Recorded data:
__________

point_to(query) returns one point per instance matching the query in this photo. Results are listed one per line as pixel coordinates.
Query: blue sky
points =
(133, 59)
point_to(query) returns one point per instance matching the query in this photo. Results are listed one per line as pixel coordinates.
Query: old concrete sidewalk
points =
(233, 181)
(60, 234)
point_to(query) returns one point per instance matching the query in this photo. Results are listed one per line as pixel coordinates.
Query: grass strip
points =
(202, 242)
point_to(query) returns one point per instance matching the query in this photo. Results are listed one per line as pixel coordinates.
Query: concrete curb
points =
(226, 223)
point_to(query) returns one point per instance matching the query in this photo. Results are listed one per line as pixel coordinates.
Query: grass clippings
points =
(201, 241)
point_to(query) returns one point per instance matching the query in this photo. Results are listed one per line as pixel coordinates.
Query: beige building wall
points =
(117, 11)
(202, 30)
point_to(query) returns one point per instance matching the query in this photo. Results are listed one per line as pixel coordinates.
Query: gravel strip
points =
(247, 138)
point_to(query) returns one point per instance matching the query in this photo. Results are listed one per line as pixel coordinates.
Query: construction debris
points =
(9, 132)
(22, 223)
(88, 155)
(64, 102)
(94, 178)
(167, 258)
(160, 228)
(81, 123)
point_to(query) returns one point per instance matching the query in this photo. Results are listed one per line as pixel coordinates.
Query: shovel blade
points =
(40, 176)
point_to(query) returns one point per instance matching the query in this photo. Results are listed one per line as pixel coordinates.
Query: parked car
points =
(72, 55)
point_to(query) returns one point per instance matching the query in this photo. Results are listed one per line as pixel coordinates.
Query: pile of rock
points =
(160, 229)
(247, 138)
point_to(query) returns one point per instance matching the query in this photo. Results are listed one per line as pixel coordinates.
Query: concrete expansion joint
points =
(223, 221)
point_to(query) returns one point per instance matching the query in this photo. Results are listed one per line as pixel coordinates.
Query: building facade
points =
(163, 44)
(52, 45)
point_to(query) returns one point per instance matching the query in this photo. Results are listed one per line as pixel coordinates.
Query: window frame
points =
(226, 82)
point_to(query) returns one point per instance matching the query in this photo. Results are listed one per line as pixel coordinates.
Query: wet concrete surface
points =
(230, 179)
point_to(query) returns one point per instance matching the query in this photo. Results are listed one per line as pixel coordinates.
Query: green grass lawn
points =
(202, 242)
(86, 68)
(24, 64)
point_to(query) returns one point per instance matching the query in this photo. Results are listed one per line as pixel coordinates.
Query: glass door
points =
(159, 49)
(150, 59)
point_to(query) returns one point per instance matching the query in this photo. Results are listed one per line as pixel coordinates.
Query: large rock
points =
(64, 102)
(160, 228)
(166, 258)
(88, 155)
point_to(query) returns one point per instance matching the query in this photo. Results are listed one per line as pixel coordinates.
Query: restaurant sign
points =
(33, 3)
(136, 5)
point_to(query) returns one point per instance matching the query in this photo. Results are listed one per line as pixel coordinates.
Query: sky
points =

__________

§ SHORT PROBLEM
Reproduce the full listing exactly.

§ SOLUTION
point_to(query) returns one point per instance matching the query in this photo. Results are listed one per line as pixel coordinates.
Query: blue sky
points =
(133, 59)
point_to(query) returns one point per instance matching the query in this photo. Results are listed one per line as pixel coordinates.
Query: old concrete sidewalk
points =
(233, 181)
(60, 234)
point_to(query) returns one point per instance matching the query in this photo. Results are listed one per line as pixel coordinates.
Query: grass strip
points =
(202, 242)
point_to(query) returns one point per instance matching the query in this photo. Results are listed one per line as pixel coordinates.
Query: concrete curb
points =
(226, 223)
point_to(query) returns one point per instance matching the query in this photo. Results are listed one per line as pixel coordinates.
Query: grass clippings
points =
(201, 241)
point_to(query) returns one point per instance matching the query in this photo. Results are listed one per line as pixel coordinates.
Query: beige building wall
points =
(117, 11)
(202, 30)
point_to(query) returns one point per instance matching the query in this photo. Results are listed one per line as pixel coordinates.
Query: gravel strip
points =
(247, 138)
point_to(query) returns one point per instance matching the query in this photo. Results are listed one per line as pixel coordinates.
Query: construction debris
points =
(9, 132)
(22, 223)
(88, 155)
(64, 102)
(94, 178)
(167, 258)
(160, 228)
(81, 123)
point_to(query) returns one point per instance matching the query in this photo. Results are listed one per line as pixel coordinates.
Query: shovel blade
points =
(40, 176)
point_to(query) returns one point per instance matching the query in this photo. Results are listed one per line as pixel coordinates.
Query: parked car
points =
(72, 55)
point_to(query) returns one point per instance matching the query in this photo. Results are listed one per line as pixel coordinates.
Query: pile of rock
points =
(160, 229)
(247, 138)
point_to(query) returns one point per instance matching the query in this photo. Results are listed one per line as pixel coordinates.
Query: concrete expansion joint
points =
(223, 221)
point_to(query) returns one point per instance matching the query in this photo. Results are listed one per line as pixel coordinates.
Query: building facade
points =
(163, 44)
(52, 45)
point_to(query) returns one point per instance matching the query in this photo. Results are listed one per line as pixel coordinates.
Query: window frame
points =
(226, 82)
point_to(query) returns one point per instance matching the query in this photo. Results are listed one per line as pixel coordinates.
Query: wet concrete surface
points =
(230, 179)
point_to(query) returns one point per instance matching the query in this photo. Results are listed one per line as pixel coordinates.
Query: green grass lawn
points =
(202, 242)
(86, 68)
(24, 64)
point_to(query) returns one point per instance matching the query in this photo. Results are listed one per line as pixel coordinates.
Query: glass door
points =
(159, 49)
(150, 59)
point_to(query) returns one point per instance matching the query in this photo. Results are listed one per line as pixel coordinates.
Query: large rock
points =
(64, 102)
(160, 228)
(166, 258)
(88, 155)
point_to(query) returns one point per instance matching the query in this photo. Results are listed one per line as pixel coordinates.
Query: restaurant sign
points =
(33, 3)
(136, 5)
point_to(query) returns one point per instance matching the query in this photo. Results are listed one per line as pixel coordinates.
Query: sky
points =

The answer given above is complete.